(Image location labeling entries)
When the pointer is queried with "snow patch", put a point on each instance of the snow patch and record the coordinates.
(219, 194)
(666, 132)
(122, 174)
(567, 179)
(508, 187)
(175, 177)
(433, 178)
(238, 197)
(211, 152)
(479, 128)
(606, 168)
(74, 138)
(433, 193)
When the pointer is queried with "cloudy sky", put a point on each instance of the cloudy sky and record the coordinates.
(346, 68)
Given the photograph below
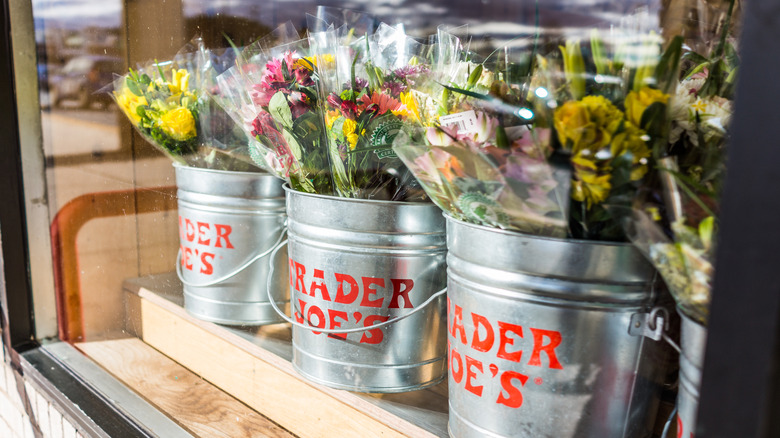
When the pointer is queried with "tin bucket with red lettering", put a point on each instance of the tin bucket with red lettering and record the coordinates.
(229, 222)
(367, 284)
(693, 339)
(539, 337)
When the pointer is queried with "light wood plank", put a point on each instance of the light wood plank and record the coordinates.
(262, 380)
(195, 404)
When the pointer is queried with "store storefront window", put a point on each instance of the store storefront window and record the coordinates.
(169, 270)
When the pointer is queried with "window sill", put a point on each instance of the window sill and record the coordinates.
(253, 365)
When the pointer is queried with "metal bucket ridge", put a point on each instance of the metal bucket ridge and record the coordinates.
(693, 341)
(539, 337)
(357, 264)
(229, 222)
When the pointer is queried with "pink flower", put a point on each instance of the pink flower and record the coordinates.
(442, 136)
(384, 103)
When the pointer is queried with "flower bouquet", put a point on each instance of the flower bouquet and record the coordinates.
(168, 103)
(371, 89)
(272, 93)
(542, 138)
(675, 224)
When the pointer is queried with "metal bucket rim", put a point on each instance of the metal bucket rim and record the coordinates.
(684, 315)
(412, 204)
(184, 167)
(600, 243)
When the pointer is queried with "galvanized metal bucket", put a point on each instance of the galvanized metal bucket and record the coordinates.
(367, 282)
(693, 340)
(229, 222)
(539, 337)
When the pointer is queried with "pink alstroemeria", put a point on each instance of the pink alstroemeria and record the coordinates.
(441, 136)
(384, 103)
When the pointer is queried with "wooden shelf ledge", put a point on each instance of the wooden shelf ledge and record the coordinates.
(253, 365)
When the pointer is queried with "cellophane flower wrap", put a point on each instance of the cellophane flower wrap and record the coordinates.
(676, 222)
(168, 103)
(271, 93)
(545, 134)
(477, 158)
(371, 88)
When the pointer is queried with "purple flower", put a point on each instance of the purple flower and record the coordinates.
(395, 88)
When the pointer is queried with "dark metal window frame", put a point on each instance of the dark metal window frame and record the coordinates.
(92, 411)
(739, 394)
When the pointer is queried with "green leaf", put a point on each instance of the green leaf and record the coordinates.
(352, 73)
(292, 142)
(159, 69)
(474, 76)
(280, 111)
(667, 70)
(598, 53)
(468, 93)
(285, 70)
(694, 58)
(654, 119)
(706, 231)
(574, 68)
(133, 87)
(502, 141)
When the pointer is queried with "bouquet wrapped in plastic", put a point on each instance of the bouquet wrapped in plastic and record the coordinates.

_Your instructions_. Render the material above as a numbered list, from the line containing "bucket and record the coordinates." through the final line, omitting any blank lines.

_Exercise solution_.
1. When the pointer is queried with "galvanized metal bucket", put a point on each instance of the galvanized metal bucket and record the coordinates.
2. (367, 282)
3. (693, 340)
4. (229, 222)
5. (539, 337)
6. When the pointer is queried with "pink alstroemeria", put a point on each instance of the pink alstroemeria and record the coordinates.
7. (441, 136)
8. (384, 103)
9. When the pointer is queried with "wooden shelf ledge", put a point on each instance of the wooden shelf ledge and record the coordinates.
10. (253, 365)
11. When the pointer is queried with "cellophane flower wrap", put a point on each instance of the cellophane flower wrap and record the coordinates.
12. (676, 222)
13. (168, 103)
14. (271, 93)
15. (545, 134)
16. (477, 158)
17. (371, 88)
18. When the pointer is queried with "purple flower", put a point on each instance of the purple flower and record the coordinates.
19. (395, 88)
20. When the pointer is queried with "dark metal window frame", put a point on each instance of the dark metal window frame and record the coordinates.
21. (92, 411)
22. (739, 394)
23. When the pointer is queried with "green leaf", put a point on each instance of the green leaf and record the coordinates.
24. (352, 73)
25. (292, 142)
26. (159, 69)
27. (474, 76)
28. (280, 111)
29. (667, 70)
30. (598, 53)
31. (468, 93)
32. (285, 70)
33. (694, 58)
34. (654, 119)
35. (706, 231)
36. (574, 68)
37. (133, 87)
38. (502, 141)
39. When the pointer is queried with "bouquet wrapped in plastic", put a point on each instance of the bouquet wrapped in plastic and record the coordinates.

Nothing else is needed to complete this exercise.